Work to be completed => In the news item about the immunization award, retype the passage that opens with the words "Grinslade and her" and ends with "65 and older.". Keep every word and punctuation mark unchanged.
Study text START
Susan Grinslade, M.S.N., R.N., assistant professor in the department of chronic nursing, received a Certificate of Appreciation from the Metropolitan Health District Immunization Division recognizing her and her students’ outstanding contributions in supporting public health efforts to promote immunizations and helping to build a healthier community.
Grinslade and nine students from her community health class provided more than 6,000 immunizations in outreach clinics around San Antonio during the fall semester.
Grinslade and her students provided assistance as part of the Racial and Ethnic Adult Disparities in Immunization Initiative, (READII) whose purpose is to raise the influenza and pneumococcal immunization rates of minorities aged 65 and older.
The READII program is funded by a two-year grant from the Department of Health and Human Services through the Centers for Disease Control and Prevention’s National Immunization Program. San Antonio was one of five cities selected in August 2002 for the project. Other cities involved in the READII project include: Chicago, Milwaukee, Rochester and the Mississippi Delta region. San Antonio was chosen because of its large Hispanic population.
Study text END
Excerpted data START
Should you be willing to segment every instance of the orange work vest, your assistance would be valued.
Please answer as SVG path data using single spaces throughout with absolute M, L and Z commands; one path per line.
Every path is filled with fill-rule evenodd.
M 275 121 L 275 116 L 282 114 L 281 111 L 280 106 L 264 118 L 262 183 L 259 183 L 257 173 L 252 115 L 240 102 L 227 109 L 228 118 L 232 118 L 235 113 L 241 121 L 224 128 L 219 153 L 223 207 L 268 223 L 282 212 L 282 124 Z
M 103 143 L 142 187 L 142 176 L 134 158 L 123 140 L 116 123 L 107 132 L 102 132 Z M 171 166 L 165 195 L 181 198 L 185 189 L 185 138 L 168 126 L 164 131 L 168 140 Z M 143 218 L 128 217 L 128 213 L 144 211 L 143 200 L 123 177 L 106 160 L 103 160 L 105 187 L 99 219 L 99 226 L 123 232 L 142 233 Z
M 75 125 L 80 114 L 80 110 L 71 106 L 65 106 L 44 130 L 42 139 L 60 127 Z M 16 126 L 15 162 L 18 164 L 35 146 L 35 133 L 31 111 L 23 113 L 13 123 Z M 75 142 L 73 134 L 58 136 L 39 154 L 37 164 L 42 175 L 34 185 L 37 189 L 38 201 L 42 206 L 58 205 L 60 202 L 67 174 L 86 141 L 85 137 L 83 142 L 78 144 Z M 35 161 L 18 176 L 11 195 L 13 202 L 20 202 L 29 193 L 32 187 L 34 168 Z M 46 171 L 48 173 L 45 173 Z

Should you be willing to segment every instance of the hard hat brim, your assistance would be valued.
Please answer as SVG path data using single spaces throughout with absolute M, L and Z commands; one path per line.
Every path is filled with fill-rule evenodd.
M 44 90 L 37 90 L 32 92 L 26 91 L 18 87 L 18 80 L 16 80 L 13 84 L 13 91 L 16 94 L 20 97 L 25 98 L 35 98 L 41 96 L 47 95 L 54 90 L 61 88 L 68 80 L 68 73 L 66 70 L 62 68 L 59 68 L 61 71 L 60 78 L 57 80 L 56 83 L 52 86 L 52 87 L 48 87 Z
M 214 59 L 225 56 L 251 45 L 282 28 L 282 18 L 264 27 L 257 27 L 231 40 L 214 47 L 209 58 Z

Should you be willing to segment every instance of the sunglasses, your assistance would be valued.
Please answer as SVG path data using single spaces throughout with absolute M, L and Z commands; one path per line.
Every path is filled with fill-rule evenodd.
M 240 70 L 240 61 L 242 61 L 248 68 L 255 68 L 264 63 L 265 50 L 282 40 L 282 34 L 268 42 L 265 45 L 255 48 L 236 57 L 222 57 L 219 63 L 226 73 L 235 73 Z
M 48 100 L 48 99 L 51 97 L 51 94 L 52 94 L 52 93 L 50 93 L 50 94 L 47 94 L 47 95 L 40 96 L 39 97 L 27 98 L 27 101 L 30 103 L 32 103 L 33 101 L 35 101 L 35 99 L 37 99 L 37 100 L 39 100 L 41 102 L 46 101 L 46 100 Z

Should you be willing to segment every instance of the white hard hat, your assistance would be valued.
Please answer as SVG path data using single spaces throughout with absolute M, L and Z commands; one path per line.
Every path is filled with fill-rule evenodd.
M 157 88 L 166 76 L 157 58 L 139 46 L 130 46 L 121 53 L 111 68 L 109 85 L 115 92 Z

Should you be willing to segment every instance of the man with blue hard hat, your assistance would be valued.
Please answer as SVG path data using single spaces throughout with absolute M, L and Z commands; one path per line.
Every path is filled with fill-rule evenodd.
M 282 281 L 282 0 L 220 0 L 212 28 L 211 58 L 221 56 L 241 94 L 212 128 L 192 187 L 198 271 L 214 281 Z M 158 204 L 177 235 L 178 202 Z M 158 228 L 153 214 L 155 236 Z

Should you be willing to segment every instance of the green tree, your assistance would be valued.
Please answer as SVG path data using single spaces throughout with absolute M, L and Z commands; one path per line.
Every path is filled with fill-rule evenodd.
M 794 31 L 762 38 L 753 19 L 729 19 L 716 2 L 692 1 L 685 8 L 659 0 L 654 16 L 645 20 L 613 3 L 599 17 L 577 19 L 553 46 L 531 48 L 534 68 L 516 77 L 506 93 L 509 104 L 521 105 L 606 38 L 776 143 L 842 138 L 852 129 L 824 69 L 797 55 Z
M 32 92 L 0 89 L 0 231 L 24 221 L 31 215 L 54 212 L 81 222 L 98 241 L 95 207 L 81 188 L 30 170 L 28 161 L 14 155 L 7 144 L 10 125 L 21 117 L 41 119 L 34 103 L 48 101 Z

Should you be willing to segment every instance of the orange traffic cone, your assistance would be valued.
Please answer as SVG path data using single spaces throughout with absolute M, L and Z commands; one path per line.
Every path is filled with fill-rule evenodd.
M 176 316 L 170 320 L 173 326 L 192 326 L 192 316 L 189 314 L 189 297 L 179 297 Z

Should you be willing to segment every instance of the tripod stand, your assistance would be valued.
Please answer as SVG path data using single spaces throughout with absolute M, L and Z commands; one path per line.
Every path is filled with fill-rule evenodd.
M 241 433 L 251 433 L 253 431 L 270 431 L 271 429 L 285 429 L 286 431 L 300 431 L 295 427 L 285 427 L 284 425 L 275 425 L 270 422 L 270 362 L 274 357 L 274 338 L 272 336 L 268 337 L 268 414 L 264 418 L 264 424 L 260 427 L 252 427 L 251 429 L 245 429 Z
Excerpted data END
Result below =>
Grinslade and her students provided assistance as part of the Racial and Ethnic Adult Disparities in Immunization Initiative, (READII) whose purpose is to raise the influenza and pneumococcal immunization rates of minorities aged 65 and older.